Location identification entries
━━━━━━━━━━━━━━━━━━━━━━━━━━━━━━
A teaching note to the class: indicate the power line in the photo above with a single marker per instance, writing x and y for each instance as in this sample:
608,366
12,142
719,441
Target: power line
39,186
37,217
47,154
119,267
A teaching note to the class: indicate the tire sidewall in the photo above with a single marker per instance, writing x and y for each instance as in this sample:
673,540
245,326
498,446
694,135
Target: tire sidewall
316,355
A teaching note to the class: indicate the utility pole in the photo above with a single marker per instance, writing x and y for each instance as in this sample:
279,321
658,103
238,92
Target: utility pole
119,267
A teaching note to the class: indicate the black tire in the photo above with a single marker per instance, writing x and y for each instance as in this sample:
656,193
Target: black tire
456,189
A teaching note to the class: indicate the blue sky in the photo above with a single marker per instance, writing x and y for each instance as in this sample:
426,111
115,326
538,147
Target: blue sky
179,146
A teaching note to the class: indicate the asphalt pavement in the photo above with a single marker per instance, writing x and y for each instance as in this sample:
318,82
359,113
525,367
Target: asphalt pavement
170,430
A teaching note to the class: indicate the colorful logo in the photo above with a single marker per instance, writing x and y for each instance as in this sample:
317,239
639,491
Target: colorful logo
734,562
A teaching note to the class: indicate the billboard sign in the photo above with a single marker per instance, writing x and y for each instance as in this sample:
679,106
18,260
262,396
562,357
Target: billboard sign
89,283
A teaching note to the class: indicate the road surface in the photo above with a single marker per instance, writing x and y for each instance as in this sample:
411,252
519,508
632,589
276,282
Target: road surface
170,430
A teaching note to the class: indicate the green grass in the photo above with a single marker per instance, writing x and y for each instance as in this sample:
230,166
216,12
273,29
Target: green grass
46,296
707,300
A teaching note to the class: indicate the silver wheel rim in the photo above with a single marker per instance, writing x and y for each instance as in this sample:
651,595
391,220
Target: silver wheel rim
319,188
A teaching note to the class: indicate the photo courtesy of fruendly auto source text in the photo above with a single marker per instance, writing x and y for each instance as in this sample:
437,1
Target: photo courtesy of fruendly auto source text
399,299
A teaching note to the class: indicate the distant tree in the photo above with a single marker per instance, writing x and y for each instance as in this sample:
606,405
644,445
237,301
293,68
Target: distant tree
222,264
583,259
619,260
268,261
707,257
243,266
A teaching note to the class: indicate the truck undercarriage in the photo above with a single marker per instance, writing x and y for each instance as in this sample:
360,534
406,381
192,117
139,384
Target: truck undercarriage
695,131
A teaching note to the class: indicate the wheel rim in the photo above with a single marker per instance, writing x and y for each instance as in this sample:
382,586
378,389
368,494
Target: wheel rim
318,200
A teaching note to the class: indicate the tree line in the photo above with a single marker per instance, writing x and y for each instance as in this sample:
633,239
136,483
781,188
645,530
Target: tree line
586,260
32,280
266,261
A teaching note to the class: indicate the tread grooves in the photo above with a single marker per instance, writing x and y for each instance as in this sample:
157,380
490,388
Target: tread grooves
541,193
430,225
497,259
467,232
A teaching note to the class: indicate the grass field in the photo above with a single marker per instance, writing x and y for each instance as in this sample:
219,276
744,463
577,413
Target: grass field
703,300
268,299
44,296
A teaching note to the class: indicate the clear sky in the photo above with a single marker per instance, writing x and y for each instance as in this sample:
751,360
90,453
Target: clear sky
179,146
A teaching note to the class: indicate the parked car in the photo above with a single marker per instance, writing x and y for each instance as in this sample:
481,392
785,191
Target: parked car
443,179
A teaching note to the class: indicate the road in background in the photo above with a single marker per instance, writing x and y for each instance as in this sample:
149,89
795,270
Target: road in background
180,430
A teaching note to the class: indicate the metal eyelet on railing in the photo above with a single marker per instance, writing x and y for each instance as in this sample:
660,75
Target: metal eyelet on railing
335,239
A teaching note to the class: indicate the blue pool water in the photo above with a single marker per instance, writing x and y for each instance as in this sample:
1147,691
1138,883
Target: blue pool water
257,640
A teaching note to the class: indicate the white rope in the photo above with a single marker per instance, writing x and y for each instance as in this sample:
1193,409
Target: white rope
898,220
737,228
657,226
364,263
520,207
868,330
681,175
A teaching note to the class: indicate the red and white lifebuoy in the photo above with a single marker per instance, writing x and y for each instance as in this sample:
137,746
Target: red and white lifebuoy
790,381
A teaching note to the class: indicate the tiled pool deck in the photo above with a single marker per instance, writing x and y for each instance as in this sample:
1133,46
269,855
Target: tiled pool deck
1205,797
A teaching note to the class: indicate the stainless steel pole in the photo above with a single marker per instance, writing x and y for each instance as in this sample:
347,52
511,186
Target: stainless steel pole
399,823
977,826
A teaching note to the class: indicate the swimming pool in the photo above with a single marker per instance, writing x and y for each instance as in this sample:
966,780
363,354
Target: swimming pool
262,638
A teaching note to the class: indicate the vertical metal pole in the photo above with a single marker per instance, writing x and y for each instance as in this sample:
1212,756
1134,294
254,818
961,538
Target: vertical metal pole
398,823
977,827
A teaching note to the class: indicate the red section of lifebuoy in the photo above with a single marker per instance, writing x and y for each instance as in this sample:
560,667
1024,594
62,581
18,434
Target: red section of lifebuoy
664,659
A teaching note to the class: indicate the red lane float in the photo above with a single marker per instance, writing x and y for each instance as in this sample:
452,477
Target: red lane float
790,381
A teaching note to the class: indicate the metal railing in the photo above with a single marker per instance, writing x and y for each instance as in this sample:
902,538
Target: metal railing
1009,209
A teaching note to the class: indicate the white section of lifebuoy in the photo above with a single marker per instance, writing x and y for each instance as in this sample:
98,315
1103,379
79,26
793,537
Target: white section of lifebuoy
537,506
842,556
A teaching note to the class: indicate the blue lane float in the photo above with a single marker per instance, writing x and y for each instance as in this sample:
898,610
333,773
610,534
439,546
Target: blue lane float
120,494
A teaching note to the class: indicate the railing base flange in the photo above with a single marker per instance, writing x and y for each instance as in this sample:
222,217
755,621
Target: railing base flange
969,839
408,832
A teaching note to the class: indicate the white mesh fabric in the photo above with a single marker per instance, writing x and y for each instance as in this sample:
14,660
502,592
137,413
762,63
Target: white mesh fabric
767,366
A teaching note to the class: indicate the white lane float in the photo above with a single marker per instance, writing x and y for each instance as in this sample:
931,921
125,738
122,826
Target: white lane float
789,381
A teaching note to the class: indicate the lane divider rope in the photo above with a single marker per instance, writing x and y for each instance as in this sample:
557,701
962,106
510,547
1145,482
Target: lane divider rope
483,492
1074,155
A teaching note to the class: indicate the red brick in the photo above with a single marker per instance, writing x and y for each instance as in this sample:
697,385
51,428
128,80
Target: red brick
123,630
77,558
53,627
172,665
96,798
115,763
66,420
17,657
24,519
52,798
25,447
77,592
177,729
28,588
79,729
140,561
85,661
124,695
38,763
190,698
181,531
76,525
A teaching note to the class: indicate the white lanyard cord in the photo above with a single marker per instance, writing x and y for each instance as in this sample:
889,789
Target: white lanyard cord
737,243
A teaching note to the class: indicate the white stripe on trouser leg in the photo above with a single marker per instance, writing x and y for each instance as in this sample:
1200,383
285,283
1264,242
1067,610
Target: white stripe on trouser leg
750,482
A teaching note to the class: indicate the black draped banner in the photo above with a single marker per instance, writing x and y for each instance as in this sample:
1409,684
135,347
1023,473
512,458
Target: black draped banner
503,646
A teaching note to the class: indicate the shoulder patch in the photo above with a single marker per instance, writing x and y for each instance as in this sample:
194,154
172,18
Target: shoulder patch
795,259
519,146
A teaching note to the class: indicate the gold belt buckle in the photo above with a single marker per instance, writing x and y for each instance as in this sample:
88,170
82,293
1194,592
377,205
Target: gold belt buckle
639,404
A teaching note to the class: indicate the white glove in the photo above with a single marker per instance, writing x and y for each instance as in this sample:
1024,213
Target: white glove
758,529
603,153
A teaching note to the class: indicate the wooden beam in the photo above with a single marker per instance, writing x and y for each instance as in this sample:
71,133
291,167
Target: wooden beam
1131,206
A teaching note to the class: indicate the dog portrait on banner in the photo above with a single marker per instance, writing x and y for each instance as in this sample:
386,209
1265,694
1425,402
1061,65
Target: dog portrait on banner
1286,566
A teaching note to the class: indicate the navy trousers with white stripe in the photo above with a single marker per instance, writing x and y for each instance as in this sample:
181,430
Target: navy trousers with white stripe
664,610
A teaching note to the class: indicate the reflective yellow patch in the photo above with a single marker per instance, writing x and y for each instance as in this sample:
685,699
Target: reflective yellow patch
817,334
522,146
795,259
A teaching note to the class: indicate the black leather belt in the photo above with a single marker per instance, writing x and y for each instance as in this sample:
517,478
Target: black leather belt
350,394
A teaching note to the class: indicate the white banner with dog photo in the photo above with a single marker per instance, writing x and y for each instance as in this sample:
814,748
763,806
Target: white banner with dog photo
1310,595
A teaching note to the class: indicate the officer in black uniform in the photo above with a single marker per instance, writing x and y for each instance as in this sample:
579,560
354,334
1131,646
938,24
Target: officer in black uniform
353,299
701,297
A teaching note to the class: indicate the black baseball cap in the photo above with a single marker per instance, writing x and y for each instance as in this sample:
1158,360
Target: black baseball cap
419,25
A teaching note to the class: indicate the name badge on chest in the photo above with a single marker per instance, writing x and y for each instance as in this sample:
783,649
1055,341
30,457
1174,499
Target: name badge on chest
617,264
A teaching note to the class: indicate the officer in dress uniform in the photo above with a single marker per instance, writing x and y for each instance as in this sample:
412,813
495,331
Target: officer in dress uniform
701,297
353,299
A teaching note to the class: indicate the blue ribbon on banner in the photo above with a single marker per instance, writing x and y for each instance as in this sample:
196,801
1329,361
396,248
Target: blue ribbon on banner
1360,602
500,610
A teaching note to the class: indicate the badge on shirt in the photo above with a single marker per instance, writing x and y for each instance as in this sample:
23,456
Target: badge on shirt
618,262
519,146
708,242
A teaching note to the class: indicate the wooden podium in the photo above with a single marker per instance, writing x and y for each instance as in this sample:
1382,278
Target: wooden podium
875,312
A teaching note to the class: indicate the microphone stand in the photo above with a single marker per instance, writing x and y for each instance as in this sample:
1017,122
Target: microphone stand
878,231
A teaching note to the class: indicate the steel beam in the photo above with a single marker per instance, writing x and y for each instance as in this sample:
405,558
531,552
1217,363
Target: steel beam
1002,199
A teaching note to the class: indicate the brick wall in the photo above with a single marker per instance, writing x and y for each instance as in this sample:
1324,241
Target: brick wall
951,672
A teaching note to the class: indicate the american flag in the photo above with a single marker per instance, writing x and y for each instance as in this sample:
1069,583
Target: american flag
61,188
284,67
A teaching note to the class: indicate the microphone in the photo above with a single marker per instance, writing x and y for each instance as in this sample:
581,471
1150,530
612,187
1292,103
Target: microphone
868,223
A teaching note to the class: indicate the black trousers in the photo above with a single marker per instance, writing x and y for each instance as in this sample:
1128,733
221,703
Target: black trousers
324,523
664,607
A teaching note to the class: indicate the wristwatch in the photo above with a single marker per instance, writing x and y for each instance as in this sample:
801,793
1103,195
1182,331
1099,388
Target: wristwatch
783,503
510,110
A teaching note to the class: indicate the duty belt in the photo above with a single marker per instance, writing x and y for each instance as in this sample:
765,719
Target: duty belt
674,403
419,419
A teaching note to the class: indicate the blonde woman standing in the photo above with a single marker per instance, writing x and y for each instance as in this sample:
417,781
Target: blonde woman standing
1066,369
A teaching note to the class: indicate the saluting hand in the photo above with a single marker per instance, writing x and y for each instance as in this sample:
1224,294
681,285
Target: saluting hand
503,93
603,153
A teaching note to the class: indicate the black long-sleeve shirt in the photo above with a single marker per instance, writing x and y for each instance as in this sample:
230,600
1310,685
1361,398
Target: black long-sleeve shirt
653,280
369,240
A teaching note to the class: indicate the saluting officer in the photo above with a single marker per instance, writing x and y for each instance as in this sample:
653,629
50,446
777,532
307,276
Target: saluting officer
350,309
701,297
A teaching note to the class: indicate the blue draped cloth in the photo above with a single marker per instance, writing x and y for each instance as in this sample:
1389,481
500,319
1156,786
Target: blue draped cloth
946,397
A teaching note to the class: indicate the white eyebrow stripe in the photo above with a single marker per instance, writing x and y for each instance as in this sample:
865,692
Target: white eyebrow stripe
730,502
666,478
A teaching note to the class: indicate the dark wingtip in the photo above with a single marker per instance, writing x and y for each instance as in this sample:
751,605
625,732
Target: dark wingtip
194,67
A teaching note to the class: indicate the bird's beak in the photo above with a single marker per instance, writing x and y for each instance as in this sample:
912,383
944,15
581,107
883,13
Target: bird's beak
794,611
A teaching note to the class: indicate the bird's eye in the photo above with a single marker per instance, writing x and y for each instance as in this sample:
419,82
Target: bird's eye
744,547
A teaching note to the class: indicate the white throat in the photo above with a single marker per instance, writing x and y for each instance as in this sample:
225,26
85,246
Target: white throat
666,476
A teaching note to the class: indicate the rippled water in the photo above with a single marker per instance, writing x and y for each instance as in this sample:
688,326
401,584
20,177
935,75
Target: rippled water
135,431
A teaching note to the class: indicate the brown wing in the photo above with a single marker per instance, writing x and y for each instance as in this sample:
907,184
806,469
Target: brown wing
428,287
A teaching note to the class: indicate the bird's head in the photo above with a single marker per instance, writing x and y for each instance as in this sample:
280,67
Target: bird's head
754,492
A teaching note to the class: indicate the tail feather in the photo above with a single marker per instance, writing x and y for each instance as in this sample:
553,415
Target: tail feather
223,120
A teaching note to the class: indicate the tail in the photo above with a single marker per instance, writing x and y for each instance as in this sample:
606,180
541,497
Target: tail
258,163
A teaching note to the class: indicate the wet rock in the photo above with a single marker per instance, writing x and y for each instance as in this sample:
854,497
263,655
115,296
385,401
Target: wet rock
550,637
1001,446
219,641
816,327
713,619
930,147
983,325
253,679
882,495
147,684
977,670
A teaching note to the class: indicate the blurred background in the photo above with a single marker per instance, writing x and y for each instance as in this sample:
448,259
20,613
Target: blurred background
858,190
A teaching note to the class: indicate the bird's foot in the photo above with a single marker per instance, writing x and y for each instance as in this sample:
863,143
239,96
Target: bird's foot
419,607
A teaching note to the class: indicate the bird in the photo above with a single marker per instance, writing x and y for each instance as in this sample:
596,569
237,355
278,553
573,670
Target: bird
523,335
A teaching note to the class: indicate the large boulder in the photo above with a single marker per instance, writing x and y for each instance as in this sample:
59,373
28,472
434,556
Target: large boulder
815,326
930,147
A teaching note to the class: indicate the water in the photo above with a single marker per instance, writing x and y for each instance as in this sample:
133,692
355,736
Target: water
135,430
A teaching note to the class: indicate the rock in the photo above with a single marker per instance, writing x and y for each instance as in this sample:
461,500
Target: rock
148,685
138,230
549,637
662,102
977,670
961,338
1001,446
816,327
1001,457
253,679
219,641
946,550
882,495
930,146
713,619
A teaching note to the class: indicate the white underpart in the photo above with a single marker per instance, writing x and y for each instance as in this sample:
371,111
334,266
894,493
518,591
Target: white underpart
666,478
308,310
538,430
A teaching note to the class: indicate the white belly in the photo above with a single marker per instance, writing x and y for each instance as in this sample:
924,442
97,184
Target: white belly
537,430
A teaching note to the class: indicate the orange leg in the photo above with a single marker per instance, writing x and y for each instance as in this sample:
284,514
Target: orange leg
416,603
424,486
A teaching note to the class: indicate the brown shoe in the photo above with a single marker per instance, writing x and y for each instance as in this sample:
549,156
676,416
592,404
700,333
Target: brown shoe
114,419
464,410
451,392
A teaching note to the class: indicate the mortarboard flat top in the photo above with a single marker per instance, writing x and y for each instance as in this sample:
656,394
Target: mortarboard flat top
━━━━━━━━━━━━━━━━━━━━━━━━━━━━━━
▶ WHAT THIS TASK INVOLVES:
Only the lines from the one that contains "A teaching note to the class: indicate the bird in" to the end of the data should be output, exactly as they appear.

▶ RESULT OF THE EXERCISE:
A teaching note to the class: indicate the bird in the photo above with a single marker per instance, writing x and y for each instance as in this sample:
596,569
237,355
278,553
573,670
Target: bird
523,335
A teaching note to the class: indicate the large boulder in the photo above with a single marker per instance, writing x and y for each instance as in this sample:
59,373
28,472
434,556
Target: large boulder
815,326
930,147
A teaching note to the class: indicate the water in the photo above with a single marker per instance, writing x and y for each instance as in this sample:
133,692
355,736
Target: water
135,430
A teaching note to the class: indicate the rock in the photo above with a single marker per instance, writing x and y for each instance as in this sample:
461,500
Target: rock
148,685
138,230
549,637
662,102
977,670
961,338
1001,446
816,327
1001,457
253,679
219,641
946,550
882,495
930,146
713,619
A teaching note to the class: indicate the white underpart in the photo above with a single marker per instance, writing x and y for each instance as in this sample:
371,111
334,266
894,493
518,591
Target: white underpart
666,478
308,310
538,430
A teaching note to the class: indicate the white belly in the photo above with a single marker per instance, writing x and y for each instance as in this sample:
924,442
97,184
Target: white belly
537,430
A teaching note to the class: indicate the orange leg in the photo above with a single marker per instance, writing x and y for each instance as in this sample:
284,514
Target: orange leg
416,603
424,486
A teaching note to the class: indicate the brown shoe in the photo above with a single marker per instance, writing x and y for each instance as in this sample:
549,156
676,416
592,404
700,333
Target: brown shoe
114,419
464,410
451,392
A teaching note to the class: indicate the mortarboard flat top in the photo above with a single marker per instance, writing x and y for each instance as in this sample:
656,394
Target: mortarboard flat top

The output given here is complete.